┌─ Supplied material

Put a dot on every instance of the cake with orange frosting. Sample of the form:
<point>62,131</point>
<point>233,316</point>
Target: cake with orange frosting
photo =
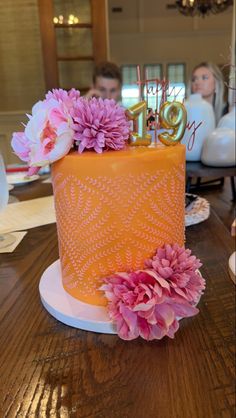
<point>114,210</point>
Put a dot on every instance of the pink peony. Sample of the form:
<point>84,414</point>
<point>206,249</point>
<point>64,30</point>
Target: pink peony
<point>48,134</point>
<point>100,124</point>
<point>21,145</point>
<point>140,305</point>
<point>179,268</point>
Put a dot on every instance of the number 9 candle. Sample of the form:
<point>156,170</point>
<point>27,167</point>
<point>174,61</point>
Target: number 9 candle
<point>172,115</point>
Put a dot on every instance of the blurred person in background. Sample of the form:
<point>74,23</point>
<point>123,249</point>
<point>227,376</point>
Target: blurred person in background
<point>107,82</point>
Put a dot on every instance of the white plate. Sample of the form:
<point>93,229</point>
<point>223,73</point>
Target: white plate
<point>19,179</point>
<point>69,310</point>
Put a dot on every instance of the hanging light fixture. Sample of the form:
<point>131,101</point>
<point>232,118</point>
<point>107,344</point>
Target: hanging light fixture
<point>202,7</point>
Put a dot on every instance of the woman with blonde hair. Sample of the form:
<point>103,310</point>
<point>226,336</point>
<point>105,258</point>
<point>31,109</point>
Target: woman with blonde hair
<point>207,79</point>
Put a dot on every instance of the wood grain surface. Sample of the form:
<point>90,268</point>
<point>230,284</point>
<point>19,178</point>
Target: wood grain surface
<point>48,369</point>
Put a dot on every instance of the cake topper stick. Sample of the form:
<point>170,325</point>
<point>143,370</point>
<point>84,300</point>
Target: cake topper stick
<point>139,82</point>
<point>172,115</point>
<point>138,112</point>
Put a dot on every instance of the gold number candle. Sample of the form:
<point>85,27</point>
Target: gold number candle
<point>172,115</point>
<point>137,113</point>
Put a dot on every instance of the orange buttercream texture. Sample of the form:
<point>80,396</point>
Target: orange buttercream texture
<point>113,210</point>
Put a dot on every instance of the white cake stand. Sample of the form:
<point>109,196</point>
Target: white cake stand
<point>69,310</point>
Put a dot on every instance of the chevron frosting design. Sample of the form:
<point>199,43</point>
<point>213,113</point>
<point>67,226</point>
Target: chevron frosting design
<point>108,224</point>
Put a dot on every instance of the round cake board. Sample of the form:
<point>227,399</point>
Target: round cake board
<point>69,310</point>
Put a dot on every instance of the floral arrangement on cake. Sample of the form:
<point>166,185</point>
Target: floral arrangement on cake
<point>149,303</point>
<point>65,119</point>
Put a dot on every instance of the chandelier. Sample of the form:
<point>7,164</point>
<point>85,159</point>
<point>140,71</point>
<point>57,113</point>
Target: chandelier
<point>202,7</point>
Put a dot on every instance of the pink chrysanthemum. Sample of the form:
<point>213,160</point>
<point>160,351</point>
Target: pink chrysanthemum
<point>140,305</point>
<point>176,265</point>
<point>100,124</point>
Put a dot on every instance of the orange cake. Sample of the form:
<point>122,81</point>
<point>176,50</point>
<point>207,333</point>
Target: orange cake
<point>113,210</point>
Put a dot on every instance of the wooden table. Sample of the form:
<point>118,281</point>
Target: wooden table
<point>51,370</point>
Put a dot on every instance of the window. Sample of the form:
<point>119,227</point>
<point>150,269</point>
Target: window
<point>176,78</point>
<point>130,90</point>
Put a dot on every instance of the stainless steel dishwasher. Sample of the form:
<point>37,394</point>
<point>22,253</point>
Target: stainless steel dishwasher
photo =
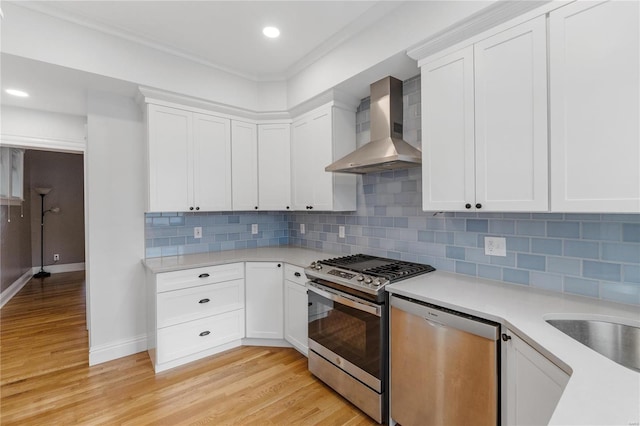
<point>444,366</point>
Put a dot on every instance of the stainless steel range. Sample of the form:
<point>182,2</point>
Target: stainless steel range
<point>349,325</point>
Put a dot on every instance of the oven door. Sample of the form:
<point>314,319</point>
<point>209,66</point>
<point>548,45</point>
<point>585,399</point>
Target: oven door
<point>348,332</point>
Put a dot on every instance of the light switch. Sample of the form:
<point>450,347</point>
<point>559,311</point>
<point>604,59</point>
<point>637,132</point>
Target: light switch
<point>495,246</point>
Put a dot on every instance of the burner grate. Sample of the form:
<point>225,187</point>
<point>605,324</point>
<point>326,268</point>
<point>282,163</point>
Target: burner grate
<point>393,270</point>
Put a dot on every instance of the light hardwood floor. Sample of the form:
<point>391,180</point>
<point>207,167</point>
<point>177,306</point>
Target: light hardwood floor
<point>45,378</point>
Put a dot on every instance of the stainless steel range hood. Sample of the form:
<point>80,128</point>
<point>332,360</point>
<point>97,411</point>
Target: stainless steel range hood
<point>387,150</point>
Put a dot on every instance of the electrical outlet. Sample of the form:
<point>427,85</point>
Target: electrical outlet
<point>495,246</point>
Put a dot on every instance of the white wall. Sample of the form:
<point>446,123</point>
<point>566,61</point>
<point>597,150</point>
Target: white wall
<point>34,35</point>
<point>42,129</point>
<point>115,168</point>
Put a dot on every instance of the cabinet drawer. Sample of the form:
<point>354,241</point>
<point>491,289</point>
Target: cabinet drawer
<point>177,280</point>
<point>175,307</point>
<point>295,274</point>
<point>195,336</point>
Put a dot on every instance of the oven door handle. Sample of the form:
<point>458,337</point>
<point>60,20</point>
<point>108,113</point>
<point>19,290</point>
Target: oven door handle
<point>374,310</point>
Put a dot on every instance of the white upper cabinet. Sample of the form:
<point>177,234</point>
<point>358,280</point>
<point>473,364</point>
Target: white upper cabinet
<point>317,139</point>
<point>448,153</point>
<point>212,169</point>
<point>244,145</point>
<point>595,139</point>
<point>189,161</point>
<point>511,119</point>
<point>261,166</point>
<point>274,166</point>
<point>484,112</point>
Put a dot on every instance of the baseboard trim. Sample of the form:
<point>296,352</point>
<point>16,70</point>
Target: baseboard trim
<point>56,269</point>
<point>14,288</point>
<point>109,352</point>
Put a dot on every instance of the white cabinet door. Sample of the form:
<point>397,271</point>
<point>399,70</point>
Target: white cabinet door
<point>319,138</point>
<point>212,163</point>
<point>511,119</point>
<point>295,315</point>
<point>301,164</point>
<point>274,166</point>
<point>448,157</point>
<point>244,167</point>
<point>595,138</point>
<point>264,300</point>
<point>320,149</point>
<point>533,384</point>
<point>170,159</point>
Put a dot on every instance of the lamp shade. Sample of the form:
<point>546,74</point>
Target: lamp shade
<point>42,191</point>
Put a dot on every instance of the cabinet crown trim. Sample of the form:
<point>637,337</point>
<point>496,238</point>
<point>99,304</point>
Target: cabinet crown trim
<point>482,21</point>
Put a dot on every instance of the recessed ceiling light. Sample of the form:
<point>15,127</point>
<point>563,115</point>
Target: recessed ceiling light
<point>271,32</point>
<point>18,93</point>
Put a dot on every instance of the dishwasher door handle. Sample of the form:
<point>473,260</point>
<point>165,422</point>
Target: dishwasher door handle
<point>434,323</point>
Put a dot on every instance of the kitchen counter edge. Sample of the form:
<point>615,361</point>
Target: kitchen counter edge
<point>297,256</point>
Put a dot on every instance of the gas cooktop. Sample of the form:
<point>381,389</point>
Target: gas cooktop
<point>363,272</point>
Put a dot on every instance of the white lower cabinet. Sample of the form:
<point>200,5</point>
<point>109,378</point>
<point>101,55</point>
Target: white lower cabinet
<point>295,308</point>
<point>532,384</point>
<point>195,313</point>
<point>264,301</point>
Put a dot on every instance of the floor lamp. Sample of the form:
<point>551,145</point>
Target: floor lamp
<point>42,192</point>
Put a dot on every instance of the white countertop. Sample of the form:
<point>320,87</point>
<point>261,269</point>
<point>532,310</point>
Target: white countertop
<point>293,255</point>
<point>599,391</point>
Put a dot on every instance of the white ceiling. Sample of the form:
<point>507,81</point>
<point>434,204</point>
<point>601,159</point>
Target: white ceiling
<point>228,34</point>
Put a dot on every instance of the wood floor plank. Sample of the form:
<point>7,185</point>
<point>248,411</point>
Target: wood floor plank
<point>45,377</point>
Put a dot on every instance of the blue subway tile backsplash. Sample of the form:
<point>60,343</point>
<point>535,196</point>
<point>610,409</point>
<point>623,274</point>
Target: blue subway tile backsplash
<point>594,255</point>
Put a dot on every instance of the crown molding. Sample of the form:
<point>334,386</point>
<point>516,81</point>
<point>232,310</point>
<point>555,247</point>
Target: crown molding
<point>75,146</point>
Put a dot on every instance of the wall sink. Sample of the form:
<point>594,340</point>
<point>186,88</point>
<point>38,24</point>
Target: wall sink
<point>618,342</point>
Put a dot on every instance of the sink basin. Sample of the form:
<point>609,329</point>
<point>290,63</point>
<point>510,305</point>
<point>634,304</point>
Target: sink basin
<point>618,342</point>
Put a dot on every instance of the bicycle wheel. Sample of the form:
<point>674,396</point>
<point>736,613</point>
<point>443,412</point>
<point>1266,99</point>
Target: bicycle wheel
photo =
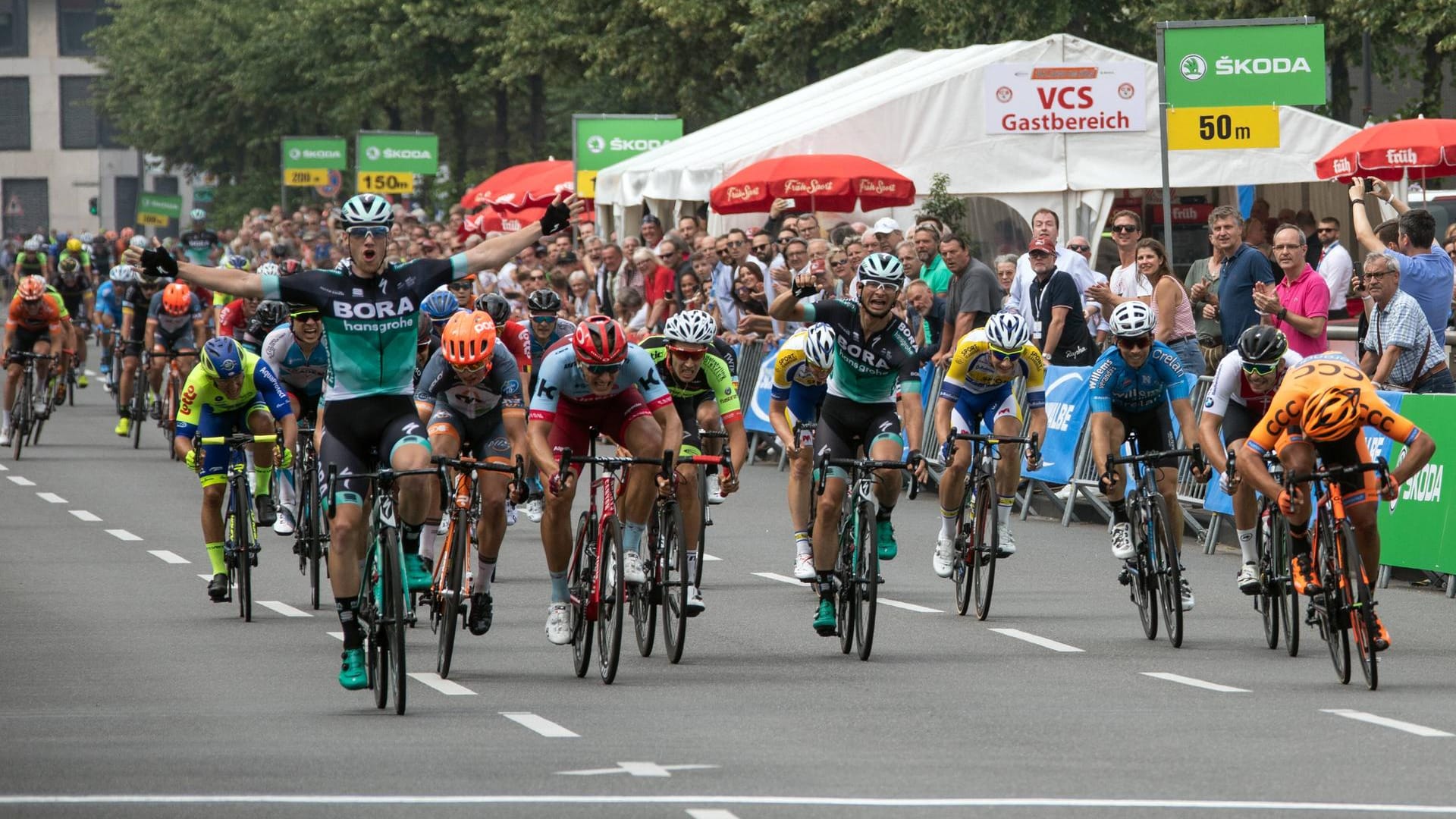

└─

What the task requires -
Reproduce verbatim the lines of the records from the one containing "Put a dot on every instance of the hanging" through the one containing "<point>48,369</point>", both included.

Result -
Put a dot on every instance of the hanging light fixture. Sample of the form:
<point>131,101</point>
<point>232,118</point>
<point>107,344</point>
Target: hanging light fixture
<point>202,7</point>
Put a dot on every instance of the woman with blonde hair. Sample of the form:
<point>103,310</point>
<point>226,336</point>
<point>105,258</point>
<point>31,109</point>
Target: woman with blonde hair
<point>207,79</point>
Put a dot on every instance of the wood grain surface. Sample of the form:
<point>90,268</point>
<point>230,284</point>
<point>19,178</point>
Target: wood grain surface
<point>48,369</point>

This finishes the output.